● **Your objective**
Restate the data word for word and leave the images out.

● **Items**
»»

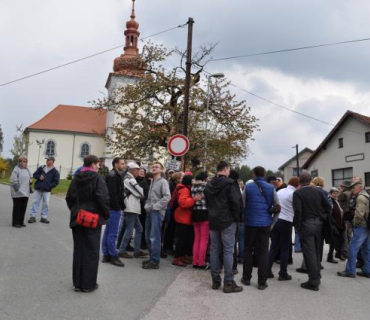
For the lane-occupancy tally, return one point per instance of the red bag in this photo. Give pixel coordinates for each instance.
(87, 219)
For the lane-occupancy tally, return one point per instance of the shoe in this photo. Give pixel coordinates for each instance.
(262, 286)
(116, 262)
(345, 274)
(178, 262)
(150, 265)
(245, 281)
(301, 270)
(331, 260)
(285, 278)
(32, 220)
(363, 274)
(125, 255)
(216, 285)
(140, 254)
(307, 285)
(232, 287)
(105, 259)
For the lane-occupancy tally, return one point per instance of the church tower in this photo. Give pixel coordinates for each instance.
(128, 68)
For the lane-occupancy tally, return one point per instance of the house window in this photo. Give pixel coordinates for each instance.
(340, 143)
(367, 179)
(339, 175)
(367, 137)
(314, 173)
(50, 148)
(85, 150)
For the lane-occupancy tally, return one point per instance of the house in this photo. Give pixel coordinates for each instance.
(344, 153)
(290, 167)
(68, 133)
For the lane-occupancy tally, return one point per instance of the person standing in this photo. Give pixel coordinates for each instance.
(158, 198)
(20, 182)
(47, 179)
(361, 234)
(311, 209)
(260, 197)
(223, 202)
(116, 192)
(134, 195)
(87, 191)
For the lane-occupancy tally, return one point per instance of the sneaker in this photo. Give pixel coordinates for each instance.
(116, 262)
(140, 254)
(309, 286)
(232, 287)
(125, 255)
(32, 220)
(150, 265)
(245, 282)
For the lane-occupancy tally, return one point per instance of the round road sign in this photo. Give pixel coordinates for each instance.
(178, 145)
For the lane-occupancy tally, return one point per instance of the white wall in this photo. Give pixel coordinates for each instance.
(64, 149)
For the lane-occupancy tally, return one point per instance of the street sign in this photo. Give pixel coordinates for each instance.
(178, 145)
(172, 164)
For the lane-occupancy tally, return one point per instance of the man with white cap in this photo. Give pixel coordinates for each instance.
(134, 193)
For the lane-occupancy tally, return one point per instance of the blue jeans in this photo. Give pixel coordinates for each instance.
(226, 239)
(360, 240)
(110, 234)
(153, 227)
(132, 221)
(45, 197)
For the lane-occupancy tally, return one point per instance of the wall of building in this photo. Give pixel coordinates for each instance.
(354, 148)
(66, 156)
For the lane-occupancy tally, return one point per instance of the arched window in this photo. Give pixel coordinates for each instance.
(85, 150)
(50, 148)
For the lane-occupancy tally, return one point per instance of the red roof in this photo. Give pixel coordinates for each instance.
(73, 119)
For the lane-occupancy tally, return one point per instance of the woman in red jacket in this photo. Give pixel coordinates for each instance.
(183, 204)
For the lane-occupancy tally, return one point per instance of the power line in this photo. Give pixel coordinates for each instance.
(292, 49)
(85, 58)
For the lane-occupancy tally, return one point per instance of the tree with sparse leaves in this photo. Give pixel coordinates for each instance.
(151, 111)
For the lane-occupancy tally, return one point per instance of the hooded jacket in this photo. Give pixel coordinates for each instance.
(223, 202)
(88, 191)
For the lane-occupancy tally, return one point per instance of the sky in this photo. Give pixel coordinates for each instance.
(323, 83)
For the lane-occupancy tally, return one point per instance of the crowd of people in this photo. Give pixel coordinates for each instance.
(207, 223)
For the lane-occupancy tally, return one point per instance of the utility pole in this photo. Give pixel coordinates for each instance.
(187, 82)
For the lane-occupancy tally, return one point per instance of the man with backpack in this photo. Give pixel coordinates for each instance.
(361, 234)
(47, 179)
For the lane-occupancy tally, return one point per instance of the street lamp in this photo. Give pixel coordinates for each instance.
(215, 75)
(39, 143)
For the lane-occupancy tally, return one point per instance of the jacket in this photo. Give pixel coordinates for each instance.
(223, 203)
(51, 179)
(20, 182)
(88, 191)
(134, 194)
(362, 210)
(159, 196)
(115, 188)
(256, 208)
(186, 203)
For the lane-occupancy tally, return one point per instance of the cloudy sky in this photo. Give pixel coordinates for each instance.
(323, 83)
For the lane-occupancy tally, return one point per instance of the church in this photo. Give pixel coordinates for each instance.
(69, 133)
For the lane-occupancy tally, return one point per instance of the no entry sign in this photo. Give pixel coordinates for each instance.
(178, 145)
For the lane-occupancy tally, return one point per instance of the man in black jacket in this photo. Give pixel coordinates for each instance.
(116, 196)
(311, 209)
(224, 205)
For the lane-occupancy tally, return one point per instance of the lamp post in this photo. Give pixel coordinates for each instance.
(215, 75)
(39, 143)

««

● **Answer below**
For the lane-occupancy tally, return one point per instance of the red bag in this photo. Give pixel coordinates for each instance.
(87, 219)
For the lane-occupancy tally, return one point per instance of the shoe in this photo. Give pixel coordinates for each instance.
(262, 286)
(116, 262)
(345, 274)
(178, 262)
(150, 265)
(245, 281)
(301, 270)
(331, 260)
(285, 278)
(32, 220)
(363, 274)
(125, 255)
(216, 285)
(140, 254)
(307, 285)
(232, 287)
(105, 259)
For the lane-occupancy tally, return one point per instance of the church tower in this photo. Give pixel coordinates for each instance.
(128, 68)
For the lane-occupancy tally, return one point per instance of the house window in this photo. Give pixel coordinates for each instance.
(340, 143)
(367, 179)
(339, 175)
(367, 137)
(314, 173)
(50, 148)
(85, 150)
For the lane-occupancy tally, return one point per instance of the house in this photo. Give pixel coordinates for each instance.
(344, 153)
(290, 167)
(68, 133)
For the lane-occupancy tally, return one point per instance of the person standing in this photo. Give pixel coordinates for each instance.
(158, 198)
(20, 182)
(47, 179)
(361, 234)
(311, 209)
(260, 197)
(223, 202)
(116, 192)
(134, 195)
(87, 191)
For the lane-occupancy tally, return one point per instance of the sneaker in this photo. Give pixel coordinates for each instance.
(116, 262)
(140, 254)
(309, 286)
(232, 287)
(125, 255)
(32, 220)
(150, 265)
(245, 282)
For the lane-occupancy tally, return one point per instance of the round road sign in this photo. Give pixel coordinates for each instance.
(178, 145)
For the lane-occupancy tally, return one point per instance of the white wall in this photo. Give pixel coordinates for each instance.
(64, 149)
For the lane-occupancy tally, return one point per instance of the street sign in this photo. Give pixel coordinates for each instance.
(178, 145)
(172, 164)
For the lane-occupancy tally, return one point per instance of the man with white cap in this photo. Give pixel coordinates for each instance.
(134, 193)
For the lane-occupancy tally, return one point per instance of the blue jeans in this photo. Give pixel coordinates for each instance.
(226, 239)
(360, 240)
(110, 234)
(153, 227)
(132, 221)
(45, 197)
For the lane-occupancy tally, return one point per instance of the wall of building in this photo. Give pixel coordinates for each instance.
(354, 148)
(66, 156)
For the lane-occupancy tally, return one point per instance of the arched window in this photo. Give pixel coordinates for each instance.
(85, 150)
(50, 148)
For the lane-occupancy tally, return one point per instance of the red roof in this photo. Give pixel coordinates for each instance.
(73, 119)
For the lane-occupancy tally, return one point per instance of the woman in red jacket in this photo. Give pixel coordinates for each instance.
(183, 204)
For the lane-occupancy tally, return one point per instance of the power line in this photo. Give pixel coordinates for each instance.
(292, 49)
(85, 58)
For the lane-occupancy tally, return one point per instance of the tree with sparse leaves in this photo. Give pixel coordinates for each instance.
(151, 111)
For the lane-occupancy tally, return one point per instance of the hooded jacket in this photo. Give pixel coordinates for each instance.
(223, 202)
(88, 191)
For the lane-occupancy tally, return one point per instance of the sky in this photo. Give pixel coordinates for each instance.
(323, 83)
For the lane-occupancy tally, return one point per instance of the crowd of people in this photo. Give pixel coordinates for each instance.
(207, 223)
For the lane-occupancy tally, return one point per instance of the utility pole in this photo. Give pixel coordinates for each instance.
(187, 82)
For the lane-occupancy tally, return one point per instance of the man with backpack in this photo. Give pixel coordinates for each instance.
(361, 234)
(47, 179)
For the lane-occupancy tally, return one point per instance of the street lamp in this photo. Give pixel coordinates for each instance.
(215, 75)
(39, 143)
For the lane-occupancy tally, return one point per instance of the jacket in this photo. Give pixel coordinates for each instance.
(223, 203)
(51, 179)
(20, 182)
(88, 191)
(134, 194)
(362, 210)
(159, 196)
(115, 188)
(256, 208)
(186, 203)
For the lane-occupancy tally, return one point per instance of the cloudy sky in this photo. Give pixel coordinates for each instance.
(323, 83)
For the lane-occupancy tally, return one point per instance of the church in this photo. Give pixel coordinates for each instance.
(69, 133)
For the lane-occupancy tally, return one point per instance of the no entry sign in this photo. Give pixel coordinates for each instance.
(178, 145)
For the lane-occupancy tally, return one point per instance of the man in black jacket in this photo. Give pixel coordinates for each instance.
(116, 196)
(311, 209)
(224, 205)
For the lane-occupancy tally, return one point per instance of the lamp post in this photo. Give pixel coordinates for each instance.
(215, 75)
(39, 143)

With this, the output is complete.